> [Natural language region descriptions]
.....

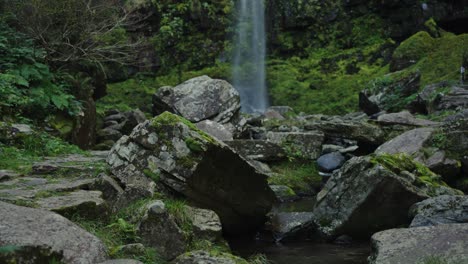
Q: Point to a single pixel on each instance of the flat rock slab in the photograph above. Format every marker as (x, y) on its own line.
(416, 245)
(37, 232)
(444, 209)
(287, 226)
(88, 203)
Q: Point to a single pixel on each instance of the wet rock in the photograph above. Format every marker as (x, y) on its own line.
(368, 195)
(40, 232)
(215, 130)
(197, 257)
(198, 99)
(293, 225)
(439, 163)
(272, 114)
(306, 144)
(121, 261)
(85, 203)
(108, 134)
(206, 223)
(330, 162)
(419, 244)
(260, 150)
(284, 193)
(410, 142)
(158, 229)
(404, 118)
(178, 156)
(6, 175)
(372, 101)
(444, 209)
(344, 128)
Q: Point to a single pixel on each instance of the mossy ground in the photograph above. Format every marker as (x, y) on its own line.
(301, 177)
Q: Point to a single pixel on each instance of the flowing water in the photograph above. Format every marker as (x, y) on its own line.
(303, 251)
(249, 56)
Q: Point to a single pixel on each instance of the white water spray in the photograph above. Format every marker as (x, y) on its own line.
(249, 56)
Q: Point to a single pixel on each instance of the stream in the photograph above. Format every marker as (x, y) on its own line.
(302, 252)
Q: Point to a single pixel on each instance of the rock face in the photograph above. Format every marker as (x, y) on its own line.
(419, 244)
(444, 209)
(330, 162)
(158, 229)
(198, 257)
(173, 152)
(260, 150)
(375, 99)
(305, 144)
(410, 142)
(40, 234)
(198, 99)
(371, 194)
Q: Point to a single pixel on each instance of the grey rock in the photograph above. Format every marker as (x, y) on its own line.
(444, 209)
(215, 130)
(372, 101)
(439, 163)
(199, 257)
(190, 162)
(108, 134)
(350, 129)
(284, 193)
(158, 229)
(206, 223)
(308, 144)
(362, 198)
(260, 150)
(38, 231)
(198, 99)
(404, 118)
(85, 203)
(282, 110)
(418, 244)
(272, 114)
(410, 142)
(291, 225)
(330, 162)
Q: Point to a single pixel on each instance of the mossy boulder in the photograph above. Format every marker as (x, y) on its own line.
(370, 194)
(411, 50)
(170, 152)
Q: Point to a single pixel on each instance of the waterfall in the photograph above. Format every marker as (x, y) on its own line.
(249, 56)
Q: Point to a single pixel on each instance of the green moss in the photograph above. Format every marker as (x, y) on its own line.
(194, 145)
(152, 175)
(397, 163)
(301, 177)
(415, 47)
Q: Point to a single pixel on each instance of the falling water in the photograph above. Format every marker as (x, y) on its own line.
(249, 56)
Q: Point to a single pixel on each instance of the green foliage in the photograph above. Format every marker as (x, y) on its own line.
(415, 47)
(398, 163)
(178, 209)
(191, 33)
(302, 177)
(27, 85)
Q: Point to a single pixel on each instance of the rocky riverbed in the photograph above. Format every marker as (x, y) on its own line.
(188, 185)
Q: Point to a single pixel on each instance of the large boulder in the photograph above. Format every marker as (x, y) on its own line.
(370, 194)
(444, 209)
(307, 145)
(158, 229)
(428, 244)
(175, 154)
(198, 99)
(260, 150)
(38, 236)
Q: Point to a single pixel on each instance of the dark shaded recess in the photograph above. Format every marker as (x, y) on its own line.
(457, 26)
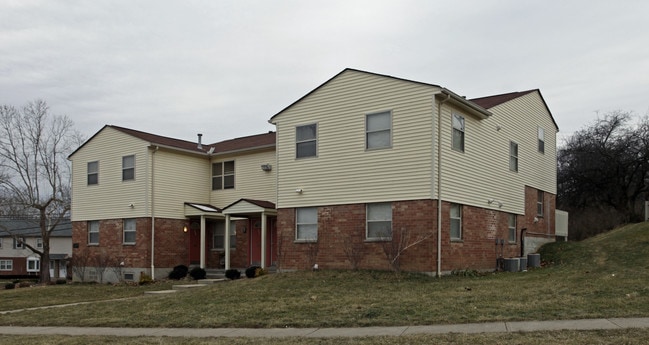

.....

> [Task to complete] Your answer must be the lines from the one containing "of the rocky" through the last line of the records, copied exactly, with no pictures.

> [Output of the exercise]
Q: Point to a single pixel on each instance of the rocky riverbed in the photograph above. Format every marker as (x, y) on its own line.
(188, 185)
Q: Point to a single pixel on each instance of the large boulder in the photograph above. Format every marker as (x, y) on its own line.
(370, 194)
(444, 209)
(307, 145)
(158, 229)
(428, 244)
(175, 154)
(198, 99)
(260, 150)
(38, 236)
Q: Point to a single pixel on each instance of the dark shaded recess in the photograph above. Format every marker as (x, y) on its own line.
(457, 26)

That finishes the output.